[DIRECTIONS] Count how many lines of the data include "below". The answer is that number and nothing else.

● ● ●

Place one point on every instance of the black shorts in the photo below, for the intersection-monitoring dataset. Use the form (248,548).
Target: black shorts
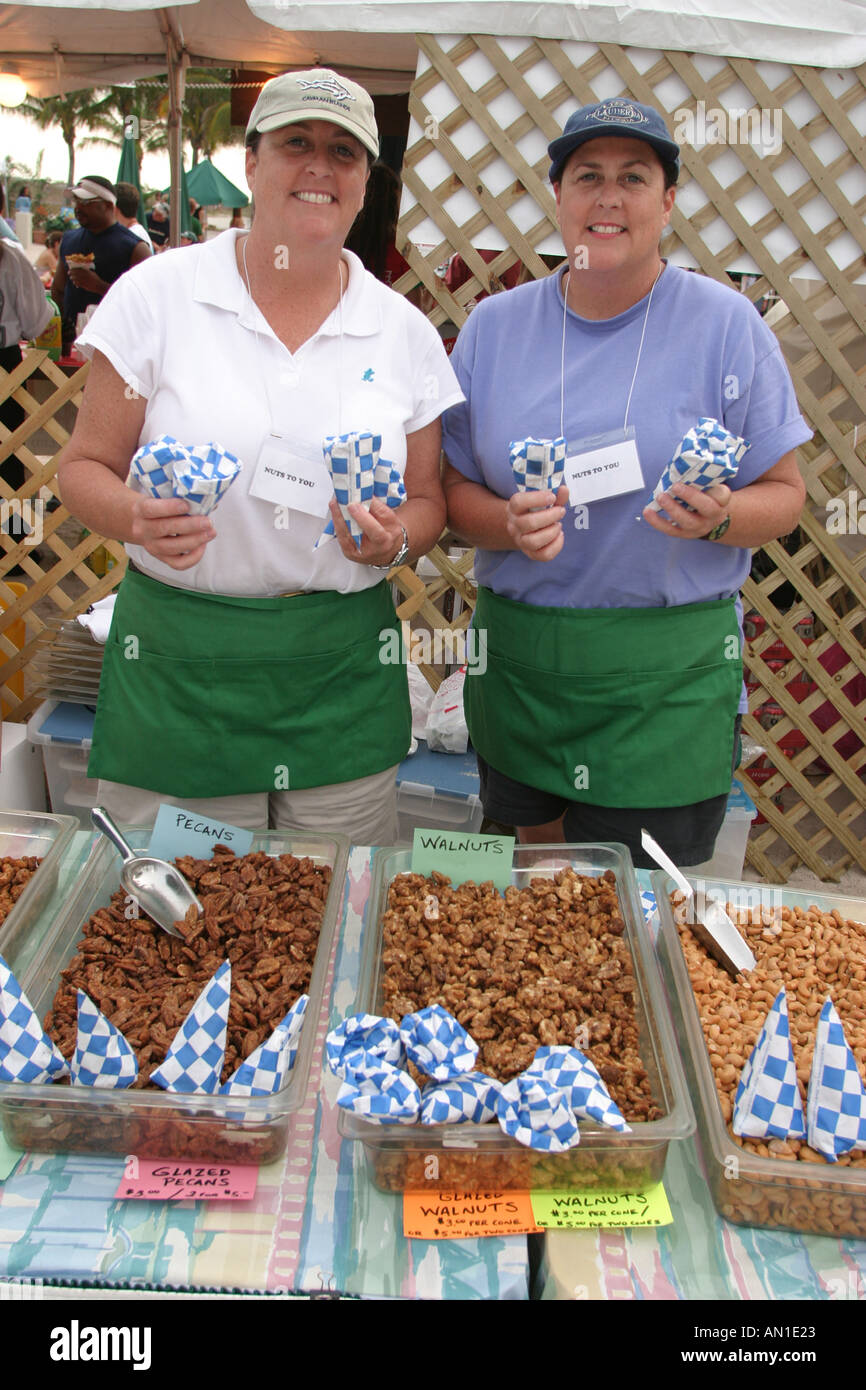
(685,833)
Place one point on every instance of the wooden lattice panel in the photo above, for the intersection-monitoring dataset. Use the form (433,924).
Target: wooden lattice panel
(773,185)
(60,583)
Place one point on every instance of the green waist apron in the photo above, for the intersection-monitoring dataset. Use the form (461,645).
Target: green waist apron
(211,695)
(612,706)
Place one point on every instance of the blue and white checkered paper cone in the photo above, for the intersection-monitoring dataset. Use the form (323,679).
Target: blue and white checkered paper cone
(537,1114)
(469,1097)
(538,464)
(102,1057)
(352,460)
(205,477)
(152,466)
(266,1070)
(200,473)
(385,1096)
(388,484)
(836,1102)
(438,1044)
(196,1055)
(360,1044)
(27,1052)
(580,1083)
(768,1102)
(648,905)
(706,455)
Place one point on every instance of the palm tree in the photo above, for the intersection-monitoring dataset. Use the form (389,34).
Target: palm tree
(207,111)
(135,109)
(72,111)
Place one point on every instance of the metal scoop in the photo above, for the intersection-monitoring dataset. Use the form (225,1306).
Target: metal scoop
(159,888)
(712,925)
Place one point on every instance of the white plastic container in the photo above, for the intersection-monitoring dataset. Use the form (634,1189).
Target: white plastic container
(729,855)
(427,808)
(71,791)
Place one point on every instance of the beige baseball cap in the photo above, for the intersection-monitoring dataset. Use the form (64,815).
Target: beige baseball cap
(319,95)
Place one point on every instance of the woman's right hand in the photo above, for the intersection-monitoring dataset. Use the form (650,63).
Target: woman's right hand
(168,533)
(534,521)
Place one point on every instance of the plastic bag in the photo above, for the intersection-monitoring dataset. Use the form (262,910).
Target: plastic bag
(446,731)
(420,698)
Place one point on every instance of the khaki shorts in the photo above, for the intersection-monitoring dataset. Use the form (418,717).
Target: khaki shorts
(364,811)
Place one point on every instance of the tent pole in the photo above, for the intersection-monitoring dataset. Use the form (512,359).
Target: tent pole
(178,61)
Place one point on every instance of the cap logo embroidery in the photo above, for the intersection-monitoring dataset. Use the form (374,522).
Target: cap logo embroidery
(328,85)
(622,111)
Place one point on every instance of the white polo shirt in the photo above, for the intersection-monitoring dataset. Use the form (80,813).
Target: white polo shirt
(182,331)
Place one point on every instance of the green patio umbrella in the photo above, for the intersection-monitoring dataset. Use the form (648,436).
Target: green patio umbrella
(211,188)
(128,171)
(185,225)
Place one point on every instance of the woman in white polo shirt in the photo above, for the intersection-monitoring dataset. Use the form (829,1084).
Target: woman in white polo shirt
(242,676)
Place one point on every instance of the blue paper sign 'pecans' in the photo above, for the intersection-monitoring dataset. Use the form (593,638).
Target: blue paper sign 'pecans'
(178,831)
(464,856)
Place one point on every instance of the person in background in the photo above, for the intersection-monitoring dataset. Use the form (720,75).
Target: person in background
(195,217)
(46,262)
(7,230)
(109,249)
(24,313)
(373,236)
(128,211)
(159,225)
(458,274)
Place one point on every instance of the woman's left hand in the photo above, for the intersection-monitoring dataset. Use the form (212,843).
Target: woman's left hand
(711,508)
(382,534)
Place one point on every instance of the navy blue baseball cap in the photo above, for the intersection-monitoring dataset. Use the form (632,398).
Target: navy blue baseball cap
(616,116)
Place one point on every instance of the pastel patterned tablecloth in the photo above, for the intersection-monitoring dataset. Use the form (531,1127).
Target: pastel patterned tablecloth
(319,1226)
(314,1226)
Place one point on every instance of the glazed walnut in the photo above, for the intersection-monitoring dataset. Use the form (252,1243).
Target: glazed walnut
(544,965)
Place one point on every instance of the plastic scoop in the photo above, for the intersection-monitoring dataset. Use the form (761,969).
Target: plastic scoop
(712,925)
(159,888)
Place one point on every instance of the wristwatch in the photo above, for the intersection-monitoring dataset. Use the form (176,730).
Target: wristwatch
(399,556)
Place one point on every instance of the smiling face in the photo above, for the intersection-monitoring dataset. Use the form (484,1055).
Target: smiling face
(309,180)
(95,214)
(612,209)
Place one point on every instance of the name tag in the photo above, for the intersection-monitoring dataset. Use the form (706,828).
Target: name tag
(603,467)
(291,474)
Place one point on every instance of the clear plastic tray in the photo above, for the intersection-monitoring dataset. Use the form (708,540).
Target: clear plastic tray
(473,1157)
(24,833)
(748,1189)
(154,1123)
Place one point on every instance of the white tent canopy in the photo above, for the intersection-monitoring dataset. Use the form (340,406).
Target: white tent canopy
(795,31)
(59,47)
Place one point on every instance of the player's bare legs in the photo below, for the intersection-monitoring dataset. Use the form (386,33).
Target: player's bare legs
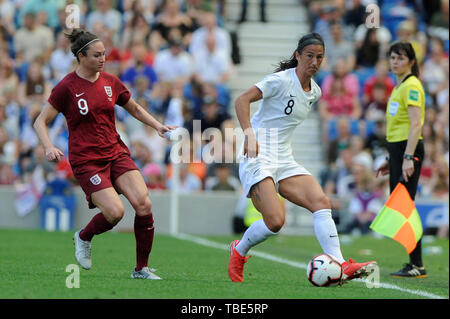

● ● ●

[RESULT OF THIS TASK] 2